TASK PROMPT: Scan the data below and copy each line where "chair" occurs.

┄┄┄┄┄┄┄┄┄┄┄┄┄┄┄┄┄┄┄┄

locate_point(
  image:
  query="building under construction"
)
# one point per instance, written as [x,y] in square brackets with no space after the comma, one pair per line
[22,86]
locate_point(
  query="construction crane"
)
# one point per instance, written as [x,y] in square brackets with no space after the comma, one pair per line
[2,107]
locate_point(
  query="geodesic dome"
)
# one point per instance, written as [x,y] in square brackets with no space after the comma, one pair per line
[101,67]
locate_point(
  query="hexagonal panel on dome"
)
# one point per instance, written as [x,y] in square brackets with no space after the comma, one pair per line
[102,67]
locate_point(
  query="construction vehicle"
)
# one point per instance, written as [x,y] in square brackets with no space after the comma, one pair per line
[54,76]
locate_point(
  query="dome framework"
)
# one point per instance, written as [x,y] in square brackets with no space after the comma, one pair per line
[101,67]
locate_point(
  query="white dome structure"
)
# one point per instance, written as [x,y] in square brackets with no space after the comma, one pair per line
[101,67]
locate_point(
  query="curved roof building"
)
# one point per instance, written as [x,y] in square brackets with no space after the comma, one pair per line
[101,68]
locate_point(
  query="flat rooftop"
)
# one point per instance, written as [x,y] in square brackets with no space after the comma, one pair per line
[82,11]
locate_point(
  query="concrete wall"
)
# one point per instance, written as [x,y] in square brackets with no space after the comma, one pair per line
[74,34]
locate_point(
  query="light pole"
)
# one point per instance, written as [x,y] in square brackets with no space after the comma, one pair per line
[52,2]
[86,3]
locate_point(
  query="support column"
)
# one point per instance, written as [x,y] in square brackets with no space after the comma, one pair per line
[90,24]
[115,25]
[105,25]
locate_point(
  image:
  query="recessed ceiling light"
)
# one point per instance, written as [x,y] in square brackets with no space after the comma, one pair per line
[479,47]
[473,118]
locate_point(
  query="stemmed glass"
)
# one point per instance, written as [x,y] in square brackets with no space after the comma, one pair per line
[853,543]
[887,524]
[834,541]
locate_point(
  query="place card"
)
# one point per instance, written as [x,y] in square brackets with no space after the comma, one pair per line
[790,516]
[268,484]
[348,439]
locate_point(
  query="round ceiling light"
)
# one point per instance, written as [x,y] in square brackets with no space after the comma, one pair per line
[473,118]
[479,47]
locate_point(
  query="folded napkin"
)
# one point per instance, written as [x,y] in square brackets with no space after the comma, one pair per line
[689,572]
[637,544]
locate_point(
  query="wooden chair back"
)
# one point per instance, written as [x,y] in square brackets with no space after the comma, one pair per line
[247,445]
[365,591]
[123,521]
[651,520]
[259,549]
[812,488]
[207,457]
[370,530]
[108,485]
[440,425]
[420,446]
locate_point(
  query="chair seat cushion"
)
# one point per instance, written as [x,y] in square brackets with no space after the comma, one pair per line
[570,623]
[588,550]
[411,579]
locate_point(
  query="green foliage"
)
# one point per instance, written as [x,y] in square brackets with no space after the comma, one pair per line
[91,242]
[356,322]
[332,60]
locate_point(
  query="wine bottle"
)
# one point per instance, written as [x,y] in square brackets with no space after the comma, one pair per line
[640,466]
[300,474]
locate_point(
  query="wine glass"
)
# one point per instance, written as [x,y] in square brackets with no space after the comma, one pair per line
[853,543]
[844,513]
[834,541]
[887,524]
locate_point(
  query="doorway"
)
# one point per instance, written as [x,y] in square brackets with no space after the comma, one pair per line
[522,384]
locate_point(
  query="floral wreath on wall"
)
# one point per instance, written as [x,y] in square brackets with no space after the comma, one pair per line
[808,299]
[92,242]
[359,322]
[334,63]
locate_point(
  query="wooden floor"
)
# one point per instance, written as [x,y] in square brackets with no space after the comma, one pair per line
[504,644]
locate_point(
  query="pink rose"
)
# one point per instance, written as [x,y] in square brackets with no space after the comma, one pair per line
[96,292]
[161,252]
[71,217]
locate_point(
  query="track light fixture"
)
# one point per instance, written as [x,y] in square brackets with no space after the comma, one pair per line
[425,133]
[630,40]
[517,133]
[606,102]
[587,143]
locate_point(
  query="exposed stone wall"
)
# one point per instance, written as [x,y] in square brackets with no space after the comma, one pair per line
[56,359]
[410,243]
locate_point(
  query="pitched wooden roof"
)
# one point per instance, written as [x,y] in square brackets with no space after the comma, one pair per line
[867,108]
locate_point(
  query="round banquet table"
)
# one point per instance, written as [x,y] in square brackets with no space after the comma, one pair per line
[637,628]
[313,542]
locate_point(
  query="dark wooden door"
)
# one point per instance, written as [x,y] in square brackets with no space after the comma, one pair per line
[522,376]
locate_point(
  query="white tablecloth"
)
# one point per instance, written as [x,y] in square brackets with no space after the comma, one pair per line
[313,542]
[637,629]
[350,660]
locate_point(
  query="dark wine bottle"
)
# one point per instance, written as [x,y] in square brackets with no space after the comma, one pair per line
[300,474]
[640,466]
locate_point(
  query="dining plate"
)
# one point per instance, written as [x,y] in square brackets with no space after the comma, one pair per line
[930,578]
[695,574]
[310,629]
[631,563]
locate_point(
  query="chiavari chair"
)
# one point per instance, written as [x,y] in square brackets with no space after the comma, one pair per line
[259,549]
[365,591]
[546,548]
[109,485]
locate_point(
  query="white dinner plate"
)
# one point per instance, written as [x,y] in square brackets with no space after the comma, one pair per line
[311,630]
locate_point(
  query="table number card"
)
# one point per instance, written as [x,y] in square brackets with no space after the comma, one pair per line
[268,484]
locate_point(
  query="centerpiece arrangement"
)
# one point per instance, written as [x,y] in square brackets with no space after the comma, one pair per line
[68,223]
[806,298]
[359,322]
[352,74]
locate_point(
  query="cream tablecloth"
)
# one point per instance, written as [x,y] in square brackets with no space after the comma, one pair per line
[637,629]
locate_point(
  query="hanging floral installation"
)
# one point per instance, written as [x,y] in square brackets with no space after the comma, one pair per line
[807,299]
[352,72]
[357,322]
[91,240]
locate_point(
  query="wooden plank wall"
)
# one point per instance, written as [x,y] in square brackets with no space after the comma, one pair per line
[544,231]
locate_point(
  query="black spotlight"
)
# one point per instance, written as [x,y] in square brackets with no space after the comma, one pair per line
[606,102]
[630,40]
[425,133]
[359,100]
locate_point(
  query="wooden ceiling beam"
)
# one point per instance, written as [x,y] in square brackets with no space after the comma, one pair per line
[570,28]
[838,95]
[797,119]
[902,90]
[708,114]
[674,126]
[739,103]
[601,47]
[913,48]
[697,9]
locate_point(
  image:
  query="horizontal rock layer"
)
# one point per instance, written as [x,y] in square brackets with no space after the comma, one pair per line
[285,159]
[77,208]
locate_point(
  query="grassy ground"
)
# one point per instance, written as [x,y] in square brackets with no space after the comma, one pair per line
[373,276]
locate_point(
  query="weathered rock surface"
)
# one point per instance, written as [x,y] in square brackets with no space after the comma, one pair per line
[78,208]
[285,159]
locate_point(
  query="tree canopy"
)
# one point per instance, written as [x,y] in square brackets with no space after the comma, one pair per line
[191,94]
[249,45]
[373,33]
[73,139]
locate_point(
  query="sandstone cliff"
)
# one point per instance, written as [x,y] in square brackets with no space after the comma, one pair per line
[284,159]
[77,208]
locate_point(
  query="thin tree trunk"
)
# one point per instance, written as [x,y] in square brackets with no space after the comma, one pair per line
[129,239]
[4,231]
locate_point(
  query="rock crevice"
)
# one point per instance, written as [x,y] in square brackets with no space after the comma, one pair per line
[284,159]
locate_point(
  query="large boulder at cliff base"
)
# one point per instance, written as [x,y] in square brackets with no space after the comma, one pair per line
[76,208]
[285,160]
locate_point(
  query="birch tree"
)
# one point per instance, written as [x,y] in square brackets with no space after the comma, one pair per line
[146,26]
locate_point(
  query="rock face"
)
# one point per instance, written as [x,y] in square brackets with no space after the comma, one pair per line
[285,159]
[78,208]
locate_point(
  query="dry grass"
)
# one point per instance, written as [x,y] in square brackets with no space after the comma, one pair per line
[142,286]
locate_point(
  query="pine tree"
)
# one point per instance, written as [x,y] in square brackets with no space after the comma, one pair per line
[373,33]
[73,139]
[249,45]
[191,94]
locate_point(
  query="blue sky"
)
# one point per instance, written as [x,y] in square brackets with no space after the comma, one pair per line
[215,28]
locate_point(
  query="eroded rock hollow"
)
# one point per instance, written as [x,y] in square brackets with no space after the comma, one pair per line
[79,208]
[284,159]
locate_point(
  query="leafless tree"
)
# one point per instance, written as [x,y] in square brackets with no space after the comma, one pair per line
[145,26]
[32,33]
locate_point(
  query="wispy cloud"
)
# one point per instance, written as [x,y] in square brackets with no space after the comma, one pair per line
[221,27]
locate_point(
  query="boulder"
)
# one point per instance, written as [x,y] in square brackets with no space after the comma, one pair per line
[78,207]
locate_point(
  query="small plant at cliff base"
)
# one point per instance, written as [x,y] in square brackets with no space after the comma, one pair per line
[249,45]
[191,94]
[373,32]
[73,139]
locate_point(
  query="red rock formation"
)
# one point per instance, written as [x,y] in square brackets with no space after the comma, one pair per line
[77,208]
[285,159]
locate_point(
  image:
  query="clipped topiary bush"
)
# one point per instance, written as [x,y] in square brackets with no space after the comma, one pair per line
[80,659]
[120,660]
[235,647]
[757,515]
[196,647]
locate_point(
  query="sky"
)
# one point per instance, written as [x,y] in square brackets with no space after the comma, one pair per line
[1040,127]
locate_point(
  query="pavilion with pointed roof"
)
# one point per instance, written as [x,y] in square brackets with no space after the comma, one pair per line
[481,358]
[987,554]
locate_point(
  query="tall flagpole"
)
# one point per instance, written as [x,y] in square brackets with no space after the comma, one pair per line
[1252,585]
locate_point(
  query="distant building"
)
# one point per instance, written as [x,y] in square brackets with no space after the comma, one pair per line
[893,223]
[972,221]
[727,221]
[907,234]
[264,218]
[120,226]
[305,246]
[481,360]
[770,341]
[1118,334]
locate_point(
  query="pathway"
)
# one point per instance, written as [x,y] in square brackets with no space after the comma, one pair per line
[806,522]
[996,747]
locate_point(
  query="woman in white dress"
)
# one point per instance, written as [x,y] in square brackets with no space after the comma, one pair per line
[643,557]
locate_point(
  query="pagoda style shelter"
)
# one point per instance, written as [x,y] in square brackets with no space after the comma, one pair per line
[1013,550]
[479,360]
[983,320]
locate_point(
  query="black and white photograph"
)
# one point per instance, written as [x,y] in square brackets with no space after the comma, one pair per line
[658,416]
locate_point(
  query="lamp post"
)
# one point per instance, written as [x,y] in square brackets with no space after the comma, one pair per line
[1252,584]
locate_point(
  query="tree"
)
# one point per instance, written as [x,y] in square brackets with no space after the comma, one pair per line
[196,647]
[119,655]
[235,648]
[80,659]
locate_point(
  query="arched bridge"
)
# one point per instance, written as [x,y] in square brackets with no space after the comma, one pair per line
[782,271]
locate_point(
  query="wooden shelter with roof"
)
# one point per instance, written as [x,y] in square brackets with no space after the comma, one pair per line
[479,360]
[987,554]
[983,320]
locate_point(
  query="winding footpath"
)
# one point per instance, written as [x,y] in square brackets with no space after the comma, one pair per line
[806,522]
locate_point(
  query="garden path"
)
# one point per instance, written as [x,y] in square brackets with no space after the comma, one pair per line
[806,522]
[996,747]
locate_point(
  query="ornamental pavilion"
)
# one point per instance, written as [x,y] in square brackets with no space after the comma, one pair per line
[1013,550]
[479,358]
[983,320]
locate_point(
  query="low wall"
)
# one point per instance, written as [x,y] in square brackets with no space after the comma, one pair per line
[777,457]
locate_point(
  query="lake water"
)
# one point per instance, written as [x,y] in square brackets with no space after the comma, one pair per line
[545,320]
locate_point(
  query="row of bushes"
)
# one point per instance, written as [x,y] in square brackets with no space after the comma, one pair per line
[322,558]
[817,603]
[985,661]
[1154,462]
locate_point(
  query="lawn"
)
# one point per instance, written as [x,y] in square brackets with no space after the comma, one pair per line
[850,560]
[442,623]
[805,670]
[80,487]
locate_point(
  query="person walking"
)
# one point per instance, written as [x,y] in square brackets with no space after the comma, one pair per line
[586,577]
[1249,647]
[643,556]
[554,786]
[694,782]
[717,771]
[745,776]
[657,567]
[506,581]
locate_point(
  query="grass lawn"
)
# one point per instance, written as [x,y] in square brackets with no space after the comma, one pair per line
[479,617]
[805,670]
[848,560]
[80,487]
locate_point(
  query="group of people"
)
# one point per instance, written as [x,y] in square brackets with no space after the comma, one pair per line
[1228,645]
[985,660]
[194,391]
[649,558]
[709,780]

┄┄┄┄┄┄┄┄┄┄┄┄┄┄┄┄┄┄┄┄

SOLUTION BELOW:
  query="wooden chair back"
  query="chair seat cushion"
  query="chiavari chair"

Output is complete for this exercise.